### [What the task requires]
Going through the entries below, copy out each line that contains "gown".

Collection entries

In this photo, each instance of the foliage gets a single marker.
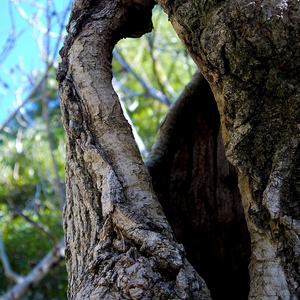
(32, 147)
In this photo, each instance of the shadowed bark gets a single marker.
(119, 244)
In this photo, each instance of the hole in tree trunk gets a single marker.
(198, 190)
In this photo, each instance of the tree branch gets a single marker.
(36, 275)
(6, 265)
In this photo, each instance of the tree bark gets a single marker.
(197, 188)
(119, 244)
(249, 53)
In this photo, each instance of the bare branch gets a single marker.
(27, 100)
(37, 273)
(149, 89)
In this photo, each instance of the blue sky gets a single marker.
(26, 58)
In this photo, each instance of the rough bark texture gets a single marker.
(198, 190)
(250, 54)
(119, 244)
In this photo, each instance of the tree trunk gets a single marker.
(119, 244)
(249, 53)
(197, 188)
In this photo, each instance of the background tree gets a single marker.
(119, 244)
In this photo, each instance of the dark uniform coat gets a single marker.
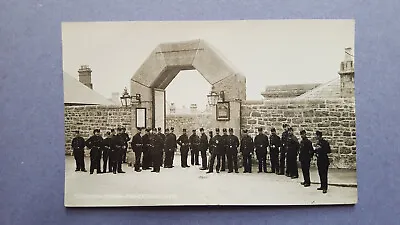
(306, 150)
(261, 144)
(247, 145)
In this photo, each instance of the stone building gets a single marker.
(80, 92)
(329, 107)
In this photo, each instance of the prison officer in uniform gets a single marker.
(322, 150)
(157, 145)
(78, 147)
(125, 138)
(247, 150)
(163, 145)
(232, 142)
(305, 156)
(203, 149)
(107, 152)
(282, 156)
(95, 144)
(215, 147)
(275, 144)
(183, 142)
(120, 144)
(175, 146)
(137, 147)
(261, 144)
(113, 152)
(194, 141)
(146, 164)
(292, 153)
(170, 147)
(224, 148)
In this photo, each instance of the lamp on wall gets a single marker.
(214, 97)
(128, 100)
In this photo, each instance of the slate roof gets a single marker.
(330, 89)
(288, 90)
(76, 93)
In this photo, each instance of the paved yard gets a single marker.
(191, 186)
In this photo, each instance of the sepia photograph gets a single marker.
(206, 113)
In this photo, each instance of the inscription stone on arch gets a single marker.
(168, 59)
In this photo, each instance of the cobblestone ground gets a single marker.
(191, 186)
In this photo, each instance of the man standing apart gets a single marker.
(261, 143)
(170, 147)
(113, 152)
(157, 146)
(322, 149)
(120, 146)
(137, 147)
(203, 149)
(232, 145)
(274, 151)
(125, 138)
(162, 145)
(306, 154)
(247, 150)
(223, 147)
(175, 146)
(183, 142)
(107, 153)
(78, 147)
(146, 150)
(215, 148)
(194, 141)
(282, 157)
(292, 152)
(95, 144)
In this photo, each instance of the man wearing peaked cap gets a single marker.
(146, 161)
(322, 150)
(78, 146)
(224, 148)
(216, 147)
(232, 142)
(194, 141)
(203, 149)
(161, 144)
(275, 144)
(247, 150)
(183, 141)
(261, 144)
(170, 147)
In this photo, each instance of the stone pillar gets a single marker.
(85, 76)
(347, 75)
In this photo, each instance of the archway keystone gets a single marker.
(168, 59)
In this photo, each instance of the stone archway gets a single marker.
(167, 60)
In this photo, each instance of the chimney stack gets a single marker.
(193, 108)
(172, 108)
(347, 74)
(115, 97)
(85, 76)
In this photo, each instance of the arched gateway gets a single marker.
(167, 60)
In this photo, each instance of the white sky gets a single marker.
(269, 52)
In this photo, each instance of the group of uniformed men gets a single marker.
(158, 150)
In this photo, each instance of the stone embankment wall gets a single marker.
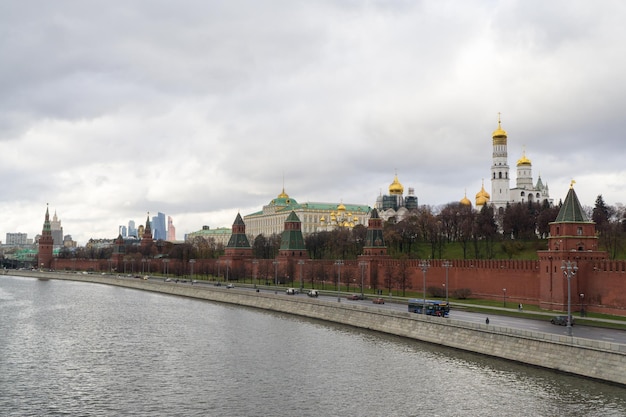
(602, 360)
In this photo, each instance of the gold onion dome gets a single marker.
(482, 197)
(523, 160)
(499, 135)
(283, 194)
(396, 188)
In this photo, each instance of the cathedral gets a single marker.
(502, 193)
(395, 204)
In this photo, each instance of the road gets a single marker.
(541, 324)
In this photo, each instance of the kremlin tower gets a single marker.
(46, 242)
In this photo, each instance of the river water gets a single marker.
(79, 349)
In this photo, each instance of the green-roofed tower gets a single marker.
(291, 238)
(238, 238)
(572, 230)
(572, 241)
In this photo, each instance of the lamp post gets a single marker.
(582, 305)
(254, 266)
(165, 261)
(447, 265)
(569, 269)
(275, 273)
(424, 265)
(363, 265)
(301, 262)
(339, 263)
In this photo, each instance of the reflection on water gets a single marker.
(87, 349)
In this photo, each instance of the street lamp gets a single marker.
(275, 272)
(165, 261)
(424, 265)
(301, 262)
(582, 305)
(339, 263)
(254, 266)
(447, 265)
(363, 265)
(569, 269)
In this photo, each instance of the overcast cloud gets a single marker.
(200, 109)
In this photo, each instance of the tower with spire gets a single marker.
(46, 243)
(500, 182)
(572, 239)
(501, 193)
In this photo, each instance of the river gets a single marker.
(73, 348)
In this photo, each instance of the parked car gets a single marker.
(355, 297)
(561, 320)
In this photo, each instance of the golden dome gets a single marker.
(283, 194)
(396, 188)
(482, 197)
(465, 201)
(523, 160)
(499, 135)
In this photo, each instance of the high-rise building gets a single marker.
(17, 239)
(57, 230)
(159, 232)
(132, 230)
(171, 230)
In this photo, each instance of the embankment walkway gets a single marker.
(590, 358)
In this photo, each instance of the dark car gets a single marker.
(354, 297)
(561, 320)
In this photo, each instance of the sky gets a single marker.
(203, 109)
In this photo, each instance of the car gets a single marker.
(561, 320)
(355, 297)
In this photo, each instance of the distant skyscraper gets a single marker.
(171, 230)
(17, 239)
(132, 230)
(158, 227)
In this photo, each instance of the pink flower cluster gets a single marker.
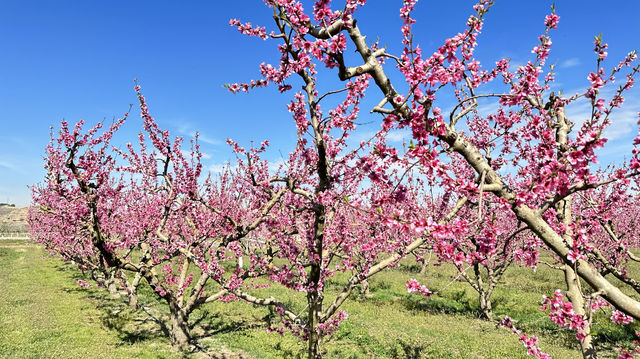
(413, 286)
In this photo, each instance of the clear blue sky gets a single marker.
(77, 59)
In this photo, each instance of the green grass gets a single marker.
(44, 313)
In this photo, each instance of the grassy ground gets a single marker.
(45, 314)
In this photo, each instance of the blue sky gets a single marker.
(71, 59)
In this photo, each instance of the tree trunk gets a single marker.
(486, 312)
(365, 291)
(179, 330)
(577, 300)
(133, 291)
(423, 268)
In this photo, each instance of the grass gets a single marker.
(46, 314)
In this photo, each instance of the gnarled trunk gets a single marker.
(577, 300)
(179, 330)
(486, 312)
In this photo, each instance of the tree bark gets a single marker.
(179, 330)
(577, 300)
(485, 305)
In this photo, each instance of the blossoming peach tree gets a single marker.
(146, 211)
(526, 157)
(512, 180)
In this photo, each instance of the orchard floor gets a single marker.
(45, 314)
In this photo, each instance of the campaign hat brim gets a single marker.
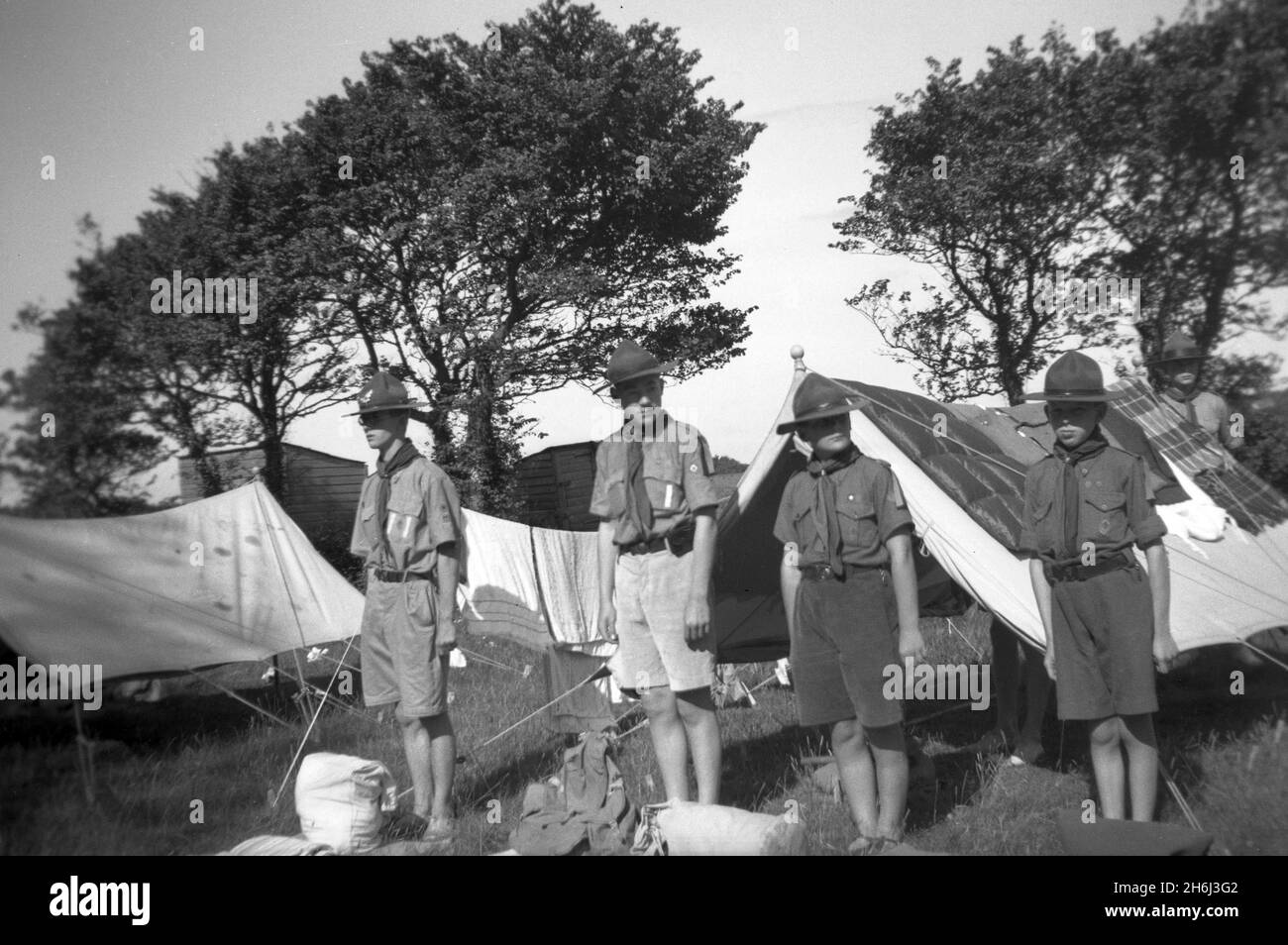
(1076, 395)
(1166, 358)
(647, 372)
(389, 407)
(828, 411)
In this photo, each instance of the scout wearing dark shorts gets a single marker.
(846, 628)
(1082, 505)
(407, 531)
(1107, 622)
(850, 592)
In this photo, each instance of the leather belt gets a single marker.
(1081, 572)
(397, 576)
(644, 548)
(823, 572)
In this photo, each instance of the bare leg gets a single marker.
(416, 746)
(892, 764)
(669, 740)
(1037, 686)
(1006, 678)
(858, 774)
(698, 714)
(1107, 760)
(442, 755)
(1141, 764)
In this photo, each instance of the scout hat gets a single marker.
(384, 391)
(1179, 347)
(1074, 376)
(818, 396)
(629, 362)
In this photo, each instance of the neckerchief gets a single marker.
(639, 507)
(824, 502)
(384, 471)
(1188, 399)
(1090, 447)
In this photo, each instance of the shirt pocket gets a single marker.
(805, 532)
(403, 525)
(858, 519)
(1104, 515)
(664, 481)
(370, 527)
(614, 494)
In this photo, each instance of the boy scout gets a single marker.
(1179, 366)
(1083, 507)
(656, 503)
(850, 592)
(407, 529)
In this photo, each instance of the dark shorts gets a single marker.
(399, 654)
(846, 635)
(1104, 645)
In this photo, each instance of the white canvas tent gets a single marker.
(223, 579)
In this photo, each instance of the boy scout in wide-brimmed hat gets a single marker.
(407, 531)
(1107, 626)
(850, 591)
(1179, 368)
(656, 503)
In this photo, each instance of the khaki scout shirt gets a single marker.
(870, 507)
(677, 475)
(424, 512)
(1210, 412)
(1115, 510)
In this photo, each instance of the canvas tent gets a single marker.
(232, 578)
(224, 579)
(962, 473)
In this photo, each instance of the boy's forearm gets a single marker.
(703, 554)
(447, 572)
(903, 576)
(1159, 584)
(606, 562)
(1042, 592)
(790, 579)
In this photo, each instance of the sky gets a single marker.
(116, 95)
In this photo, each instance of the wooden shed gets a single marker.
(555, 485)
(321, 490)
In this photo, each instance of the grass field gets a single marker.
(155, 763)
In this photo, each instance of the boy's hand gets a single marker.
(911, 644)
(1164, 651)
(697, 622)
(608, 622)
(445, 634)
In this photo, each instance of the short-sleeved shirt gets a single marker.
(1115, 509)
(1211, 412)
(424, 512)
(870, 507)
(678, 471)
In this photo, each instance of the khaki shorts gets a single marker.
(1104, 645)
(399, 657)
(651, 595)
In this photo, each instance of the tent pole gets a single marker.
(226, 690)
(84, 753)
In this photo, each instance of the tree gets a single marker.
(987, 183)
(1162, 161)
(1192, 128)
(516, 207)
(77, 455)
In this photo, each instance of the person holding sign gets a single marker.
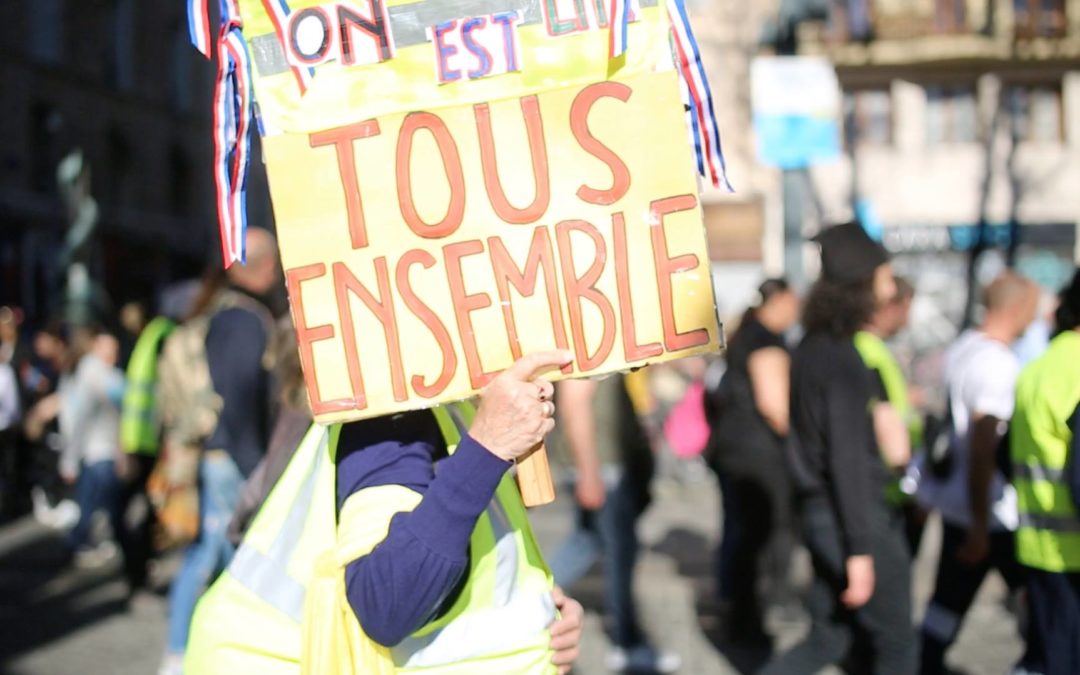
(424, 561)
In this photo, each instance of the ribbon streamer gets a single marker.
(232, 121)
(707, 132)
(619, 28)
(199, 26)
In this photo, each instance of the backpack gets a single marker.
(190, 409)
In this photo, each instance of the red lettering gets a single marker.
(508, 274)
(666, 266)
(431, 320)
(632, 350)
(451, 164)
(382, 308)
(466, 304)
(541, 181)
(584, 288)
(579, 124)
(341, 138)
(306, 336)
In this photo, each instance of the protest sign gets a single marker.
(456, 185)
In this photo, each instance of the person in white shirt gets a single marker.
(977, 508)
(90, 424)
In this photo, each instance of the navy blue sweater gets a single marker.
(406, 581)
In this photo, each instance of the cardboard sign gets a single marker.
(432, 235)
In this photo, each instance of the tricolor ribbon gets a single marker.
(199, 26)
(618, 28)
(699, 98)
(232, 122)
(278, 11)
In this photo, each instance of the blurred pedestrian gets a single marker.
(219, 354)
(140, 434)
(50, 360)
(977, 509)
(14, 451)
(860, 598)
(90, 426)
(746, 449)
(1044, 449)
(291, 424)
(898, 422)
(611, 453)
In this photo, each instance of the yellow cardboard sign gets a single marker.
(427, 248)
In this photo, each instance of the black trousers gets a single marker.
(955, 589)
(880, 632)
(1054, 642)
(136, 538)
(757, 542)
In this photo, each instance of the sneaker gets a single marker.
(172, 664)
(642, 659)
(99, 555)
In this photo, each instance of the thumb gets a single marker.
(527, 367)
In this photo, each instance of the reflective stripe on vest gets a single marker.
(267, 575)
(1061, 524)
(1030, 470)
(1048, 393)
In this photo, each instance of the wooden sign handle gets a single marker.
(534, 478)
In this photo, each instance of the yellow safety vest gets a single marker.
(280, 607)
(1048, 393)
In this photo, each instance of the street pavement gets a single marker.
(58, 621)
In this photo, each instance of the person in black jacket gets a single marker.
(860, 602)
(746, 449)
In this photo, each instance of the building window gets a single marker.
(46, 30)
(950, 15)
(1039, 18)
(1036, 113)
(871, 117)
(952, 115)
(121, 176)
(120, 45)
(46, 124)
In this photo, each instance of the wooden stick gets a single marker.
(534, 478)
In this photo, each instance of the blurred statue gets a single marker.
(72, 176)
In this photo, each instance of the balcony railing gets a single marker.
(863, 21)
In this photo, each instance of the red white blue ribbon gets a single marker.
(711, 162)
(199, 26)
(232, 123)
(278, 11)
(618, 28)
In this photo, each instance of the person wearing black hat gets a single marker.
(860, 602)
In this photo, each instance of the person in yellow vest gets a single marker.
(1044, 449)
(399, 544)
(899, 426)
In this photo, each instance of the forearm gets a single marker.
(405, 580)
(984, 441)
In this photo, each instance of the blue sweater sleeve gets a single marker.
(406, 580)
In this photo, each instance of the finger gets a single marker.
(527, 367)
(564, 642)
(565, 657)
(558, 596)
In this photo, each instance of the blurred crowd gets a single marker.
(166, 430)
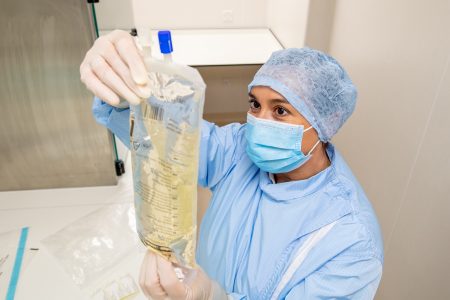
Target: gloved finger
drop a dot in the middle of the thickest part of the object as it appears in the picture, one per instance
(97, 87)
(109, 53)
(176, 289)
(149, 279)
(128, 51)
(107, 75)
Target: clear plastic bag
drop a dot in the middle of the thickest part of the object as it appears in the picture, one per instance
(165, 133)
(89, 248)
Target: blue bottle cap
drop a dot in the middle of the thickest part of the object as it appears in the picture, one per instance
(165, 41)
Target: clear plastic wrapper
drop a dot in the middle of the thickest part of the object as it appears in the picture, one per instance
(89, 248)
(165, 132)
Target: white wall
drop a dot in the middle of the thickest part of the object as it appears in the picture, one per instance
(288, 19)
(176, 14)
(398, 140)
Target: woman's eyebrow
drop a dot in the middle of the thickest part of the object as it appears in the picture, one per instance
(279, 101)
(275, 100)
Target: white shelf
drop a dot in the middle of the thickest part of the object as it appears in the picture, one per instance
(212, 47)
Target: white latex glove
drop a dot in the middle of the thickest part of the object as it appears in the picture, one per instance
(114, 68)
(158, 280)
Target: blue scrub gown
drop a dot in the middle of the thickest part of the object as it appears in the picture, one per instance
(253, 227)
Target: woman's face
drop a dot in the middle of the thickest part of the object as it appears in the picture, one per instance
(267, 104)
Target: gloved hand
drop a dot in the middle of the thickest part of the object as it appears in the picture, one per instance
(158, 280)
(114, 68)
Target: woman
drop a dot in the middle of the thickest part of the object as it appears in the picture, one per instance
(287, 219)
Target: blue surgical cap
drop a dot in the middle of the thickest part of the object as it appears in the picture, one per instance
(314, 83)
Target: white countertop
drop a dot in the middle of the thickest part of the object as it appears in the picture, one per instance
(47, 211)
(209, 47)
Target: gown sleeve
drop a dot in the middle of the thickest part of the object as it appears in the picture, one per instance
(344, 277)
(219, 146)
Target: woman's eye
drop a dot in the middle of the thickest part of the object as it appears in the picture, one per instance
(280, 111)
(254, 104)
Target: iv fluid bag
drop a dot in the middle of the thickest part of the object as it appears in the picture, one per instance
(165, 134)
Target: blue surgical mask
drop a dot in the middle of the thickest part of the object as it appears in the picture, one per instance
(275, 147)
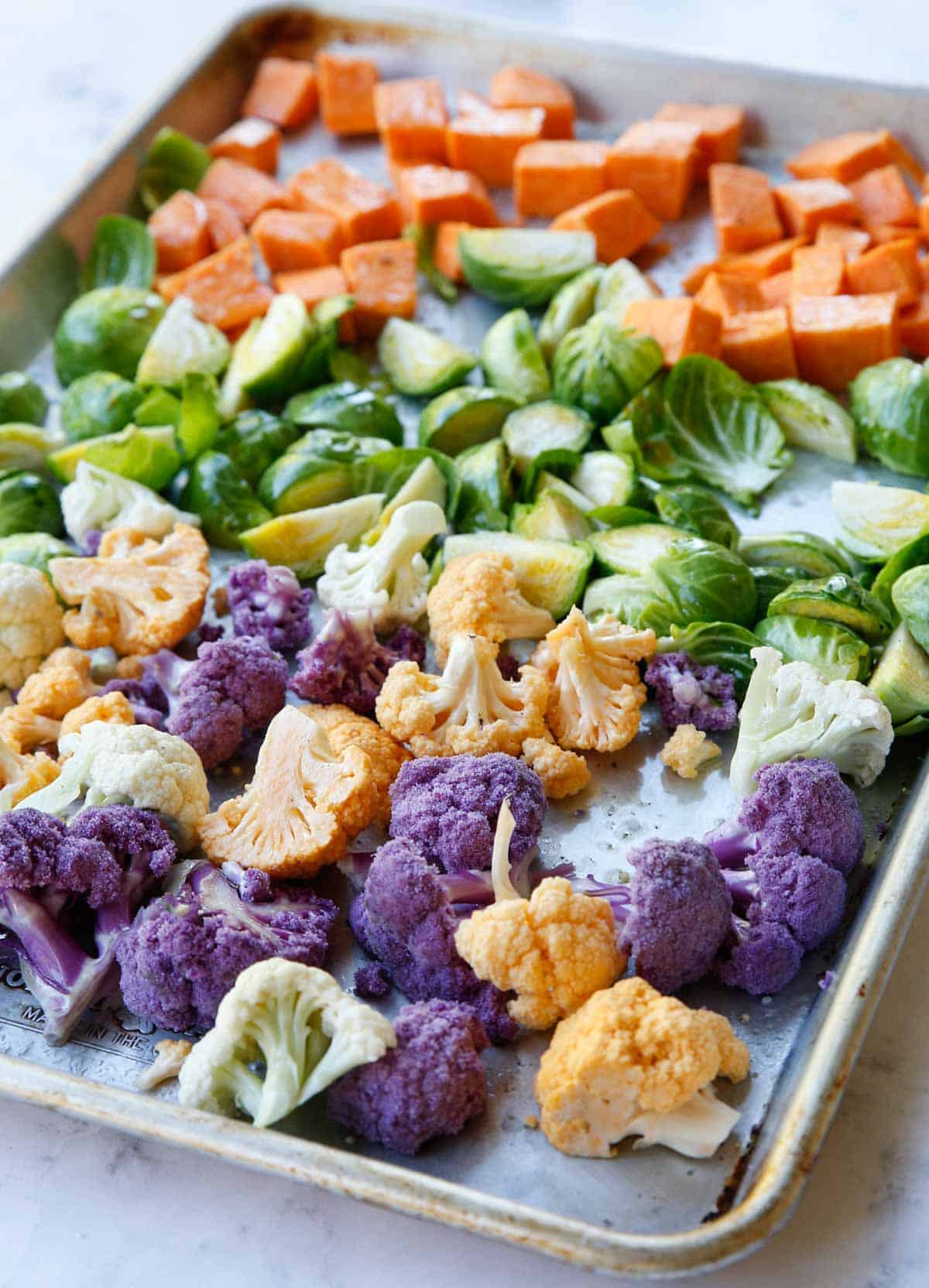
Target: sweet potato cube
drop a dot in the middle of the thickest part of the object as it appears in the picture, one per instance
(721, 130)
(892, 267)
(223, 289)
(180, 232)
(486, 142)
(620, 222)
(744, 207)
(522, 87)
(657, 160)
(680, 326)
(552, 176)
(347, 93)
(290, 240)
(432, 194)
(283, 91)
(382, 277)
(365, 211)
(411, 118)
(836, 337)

### [Task solution]
Target: blue scrub gown
Target: gown sleeve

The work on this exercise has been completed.